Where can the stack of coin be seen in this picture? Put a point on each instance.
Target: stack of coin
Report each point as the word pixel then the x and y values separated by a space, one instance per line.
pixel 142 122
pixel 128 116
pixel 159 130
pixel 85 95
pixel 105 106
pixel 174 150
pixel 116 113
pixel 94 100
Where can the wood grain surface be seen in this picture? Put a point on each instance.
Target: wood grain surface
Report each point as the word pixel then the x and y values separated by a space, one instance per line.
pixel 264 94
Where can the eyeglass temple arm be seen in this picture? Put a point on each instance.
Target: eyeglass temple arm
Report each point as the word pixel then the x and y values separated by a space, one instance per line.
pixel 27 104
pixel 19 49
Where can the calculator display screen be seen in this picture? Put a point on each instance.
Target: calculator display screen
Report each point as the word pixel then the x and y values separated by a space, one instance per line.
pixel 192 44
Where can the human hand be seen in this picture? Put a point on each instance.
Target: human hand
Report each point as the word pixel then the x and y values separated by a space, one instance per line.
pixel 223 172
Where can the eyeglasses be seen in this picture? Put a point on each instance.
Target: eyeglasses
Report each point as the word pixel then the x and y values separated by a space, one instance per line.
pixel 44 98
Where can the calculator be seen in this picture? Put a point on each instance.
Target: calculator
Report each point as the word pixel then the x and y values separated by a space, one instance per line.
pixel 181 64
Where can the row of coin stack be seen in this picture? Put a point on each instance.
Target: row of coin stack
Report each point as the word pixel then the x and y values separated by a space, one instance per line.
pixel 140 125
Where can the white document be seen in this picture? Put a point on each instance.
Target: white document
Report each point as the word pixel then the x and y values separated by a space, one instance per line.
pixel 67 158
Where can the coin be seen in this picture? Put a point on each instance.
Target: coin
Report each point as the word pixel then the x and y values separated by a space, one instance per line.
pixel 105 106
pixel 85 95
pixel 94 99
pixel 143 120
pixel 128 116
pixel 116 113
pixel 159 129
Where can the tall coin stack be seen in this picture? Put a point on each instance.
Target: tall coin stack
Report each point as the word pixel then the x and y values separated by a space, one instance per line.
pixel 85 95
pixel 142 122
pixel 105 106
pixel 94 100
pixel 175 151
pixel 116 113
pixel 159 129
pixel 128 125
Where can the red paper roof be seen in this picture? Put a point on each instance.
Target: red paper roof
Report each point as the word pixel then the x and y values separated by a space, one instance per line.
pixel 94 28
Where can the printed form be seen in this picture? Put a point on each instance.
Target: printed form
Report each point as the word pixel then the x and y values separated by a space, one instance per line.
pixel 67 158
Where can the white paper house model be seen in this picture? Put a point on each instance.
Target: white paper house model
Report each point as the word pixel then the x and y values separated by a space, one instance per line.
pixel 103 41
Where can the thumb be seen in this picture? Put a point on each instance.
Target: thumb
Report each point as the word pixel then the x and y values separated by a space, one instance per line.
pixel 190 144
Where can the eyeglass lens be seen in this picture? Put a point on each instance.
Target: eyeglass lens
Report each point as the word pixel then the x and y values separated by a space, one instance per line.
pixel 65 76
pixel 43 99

EXERCISE GOAL
Please write out the records above once more, exactly and completely.

RESPONSE
Where can the stack of coin be seen in this picture? Put a point on each instance.
Target: stack of coin
Report each point as the word pixel then the x and y values separated by a space, one instance per line.
pixel 142 122
pixel 128 116
pixel 159 130
pixel 85 95
pixel 105 106
pixel 174 150
pixel 116 113
pixel 94 100
Where can the wood grain surface be seen in this picture? Put a point on each instance.
Target: wood grain surface
Report each point as the word pixel then the x and y values separated by a space, one instance per line.
pixel 264 94
Where can the eyeglass temple arm be seen in this picture? Put a point on each instance.
Target: eyeglass temple arm
Report each point as the word pixel then the x and y values separated by a space, one instance per line.
pixel 27 104
pixel 19 49
Where can the calculator display screen be seen in this picture? Put a point on each instance.
Target: calculator display screen
Report each point as the word pixel then the x and y values separated by a space, one instance per line.
pixel 192 44
Where can the human hand be seen in this picture? Put a point on each instance.
Target: human hand
Report each point as the word pixel then the x and y values separated by a space, one instance per line.
pixel 223 172
Where can the eyeglasses be seen in this picture? Put a point on each instance.
Target: eyeglasses
Report each point as the word pixel then the x and y values separated by a space, one instance per line.
pixel 44 98
Where can the calculator be seen in this picture? Put a point on each instance.
Target: calculator
Report each point as the word pixel then the x and y values separated by a space, one instance per line.
pixel 181 64
Where can the row of coin stack be seen in this picture? Put a point on each instance.
Target: row of coin stack
Report each point as the word pixel then the x and y values separated by a space, one instance per line.
pixel 140 125
Where can the white document be seen in this picture? Put a point on each instance.
Target: white document
Report each point as the word pixel then the x and y values separated by a space, one instance per line.
pixel 67 158
Where can the coin be seen in this picture? Put a point on each instance.
Target: coin
Report each point as the word pixel then the x and y values separated by a space, one instance per line.
pixel 105 106
pixel 85 95
pixel 94 99
pixel 143 120
pixel 128 116
pixel 116 113
pixel 159 129
Where can the tall coin stack be seen in this picture? Put a point on each instance.
Target: tall coin stack
Report each point as the word pixel then the x and y values separated by a space, one instance per line.
pixel 85 95
pixel 142 122
pixel 105 106
pixel 94 100
pixel 175 151
pixel 116 113
pixel 159 129
pixel 128 125
Where can the red paper roof be seen in this picture? Put a point on each instance.
Target: red paper roof
Report each point as the word pixel then the x and y values separated by a space, one instance per line.
pixel 94 28
Where can the printed form be seen in this picture? Put a point on each instance.
Target: printed form
Report each point as the word pixel then the x and y values separated by a space, one instance per line.
pixel 67 158
Where can the white paper house model be seen in this picture? Put a point on each instance.
Target: white paper house model
Report each point as the word pixel then the x and y values separated by a space, one instance per line.
pixel 103 41
Where can the thumb be seen in this picture? Put a point on each instance.
Target: thumb
Report each point as the word pixel then the x and y values separated by a space, one instance per line.
pixel 190 144
Where can the eyeglass lens be seen in this picture? Put a point on each instance.
Target: eyeglass lens
Report each point as the word pixel then the x and y values separated by a space, one instance per line.
pixel 65 76
pixel 43 99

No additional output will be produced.